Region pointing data
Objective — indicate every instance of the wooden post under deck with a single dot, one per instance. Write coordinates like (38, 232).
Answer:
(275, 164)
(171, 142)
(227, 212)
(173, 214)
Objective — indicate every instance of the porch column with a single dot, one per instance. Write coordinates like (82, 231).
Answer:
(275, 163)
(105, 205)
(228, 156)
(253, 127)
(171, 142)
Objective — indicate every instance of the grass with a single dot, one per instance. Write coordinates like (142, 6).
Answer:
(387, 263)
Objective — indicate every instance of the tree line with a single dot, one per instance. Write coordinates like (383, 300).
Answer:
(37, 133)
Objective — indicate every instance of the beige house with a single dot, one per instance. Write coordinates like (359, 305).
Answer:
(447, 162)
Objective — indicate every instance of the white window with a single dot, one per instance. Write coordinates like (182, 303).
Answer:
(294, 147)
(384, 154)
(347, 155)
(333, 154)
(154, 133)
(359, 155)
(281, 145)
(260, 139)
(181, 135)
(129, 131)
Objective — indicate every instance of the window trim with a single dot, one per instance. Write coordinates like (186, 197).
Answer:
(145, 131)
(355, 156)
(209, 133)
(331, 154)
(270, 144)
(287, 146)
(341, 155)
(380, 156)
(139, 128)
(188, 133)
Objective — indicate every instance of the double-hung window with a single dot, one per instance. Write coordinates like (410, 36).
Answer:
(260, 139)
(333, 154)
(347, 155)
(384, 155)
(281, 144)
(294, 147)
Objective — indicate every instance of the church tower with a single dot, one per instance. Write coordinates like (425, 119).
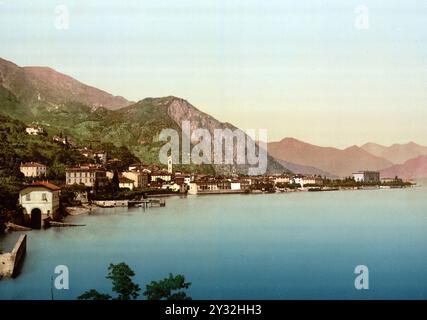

**PROBLEM REQUIREMENTS:** Copy out all the records exactly as they read, and omit the pictures.

**OUTPUT BELOW:**
Objective — indicate every instance of the wooden post under deck with a single dot, one per instance. Write coordinates like (38, 232).
Answer:
(275, 164)
(171, 142)
(227, 212)
(173, 214)
Objective — indicate every instance of the porch column with a single dot, one per instance. Write coordinates like (82, 231).
Answer:
(275, 163)
(105, 205)
(228, 156)
(253, 127)
(171, 142)
Objective — indicate every instance of the grass with a single dot, one per instance. Write coordinates like (142, 6).
Answer:
(387, 263)
Objective — indicate every instance of the tree line with a single dot, one per instance. Write coordinates like (383, 300).
Answer:
(37, 133)
Objective — indicate every instance of the beige house with a single dot, one per instance. Write coordinates like (359, 305).
Answer:
(447, 162)
Objective — indicate every instance of the white window with a single dot, one per instance. Write coordinates like (182, 303).
Answer:
(294, 147)
(384, 154)
(347, 155)
(333, 154)
(154, 133)
(359, 155)
(281, 145)
(260, 139)
(181, 135)
(129, 131)
Objective — indicate every instance of the window trim with a single dot, one per instance. Write coordinates like (186, 197).
Answer:
(145, 131)
(355, 156)
(209, 133)
(331, 154)
(270, 144)
(287, 146)
(341, 155)
(380, 156)
(139, 128)
(188, 133)
Objective — indicate every instance of the double-hung window with a single dot, one per instance. Write coordinates like (410, 36).
Answer:
(260, 139)
(333, 154)
(347, 155)
(384, 155)
(281, 144)
(294, 147)
Objective — indicate every instance of the church tower with a single dot, one per instance. Write coordinates like (425, 119).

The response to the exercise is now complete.